● **ACTIVITY LIST**:
a) In the passage below on treating brain metastases, what percentage of patients in the WBRT arm of the JCOG0504 trial had grade 2 to 4 cognitive dysfunction?
b) Pick up the passage below on brain metastasis treatments right after its last sentence and keep writing it.

● **SOURCE DOCUMENT**:

■ ■ ■ ■ ■

WBRT, the standard treatment for brain metastases, is associated with late adverse events, such as leukoencephalopathy, hydrocephalus, and cerebral atrophy, which can lead to cognitive dysfunction in 10 to 20% of mpatients who undergo the procedure [26]. Since many patients now live longer after the diagnosis and treatment of brain metastases, there have been increasing concerns regarding treatment-related toxicities associated with WBRT. In the last few decades, SRT, less neurotoxic than and not as invasive as WBRT, is gaining wide acceptance in clinical settings [27]. In a recent phase III randomized controlled trial (JCOG0504) that compared the effects of salvage stereotactic radiosurgery versus surgery with WBRT in patients with 1–4 brain metastases, the median OS was 15.6 months in both the WBRT arm and salvage stereotactic radiosurgery arm; 16% of patients in the WBRT arm experienced grade 2 to 4 cognitive dysfunction, whereas the rate was only 8% in the salvage stereotactic radiosurgery arm (p = 0.048) [28]. The JCOG0504 study concluded that ‘salvage stereotactic radiosurgery is noninferior to WBRT and can be established as a standard therapy for patients with ≤4 brain metastases’ [28]. In the present study, treatments performed for brain metastases significantly differed between the first half (1997–2005) and second half (2006–2015) of the study period (Table 3). Notably, WBRT alone was rarely performed in the second half (3%). In contrast, SRT alone was performed in 41% of patients in the second half, but in only 11% of patients in the first half.

■ ■ ■ ■ ■

● **DATASET EXTRACT**:
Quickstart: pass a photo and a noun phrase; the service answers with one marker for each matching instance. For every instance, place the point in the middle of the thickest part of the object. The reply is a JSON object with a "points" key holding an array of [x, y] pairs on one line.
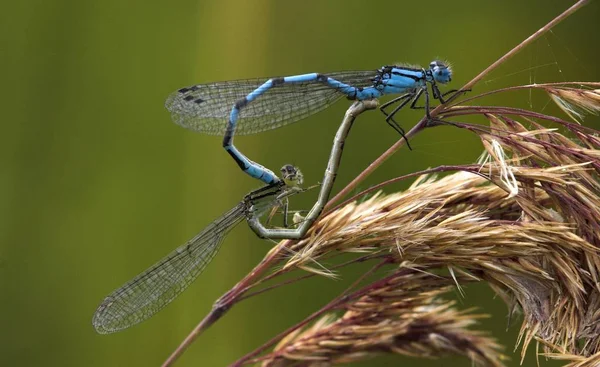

■ ■ ■ ■ ■

● **PER-TASK OUTPUTS**:
a) 16%

b)
In the present study, 1.2% of all Stage IV patients had synchronous brain metastases, which corresponds to 0.20% (14 of 7047 patients) of the entire patient cohort at the time of CRC diagnosis. These results are similar to those of a recent large population-based study [29], in which roughly 1.0% of all patients with CRC were found to have brain metastases, as well as those reported from the Metropolitan Detroit Cancer Surveillance System [1] and a Dutch series [2]. Thus, our study population is considered representative of the global CRC patient population.

This study has potential limitations. First, biases may exist given the retrospective design. Second, the sample size was relatively small. However, to our knowledge, the number of patients with brain metastases from CRC with sufficient background records, including KPS, was one of the largest reported to date. Third, the study period spanned 1997 to 2015. During this long period, treatment strategies as well as the detectability of brain metastases have dramatically changed. Thus, these data will be difficult to compare with other studies focused on novel approaches. Despite these limitations, our findings warrant further studies in a larger patient series of CRC with brain metastases.

Conclusion

In addition to KPS, the number of brain lesions and history of chemotherapy were found to be independent prognostic factors for OS in patients with brain metastases from CRC. An awareness of these factors may help gastrointestinal surgeons make appropriate choices in the treatment of these patients.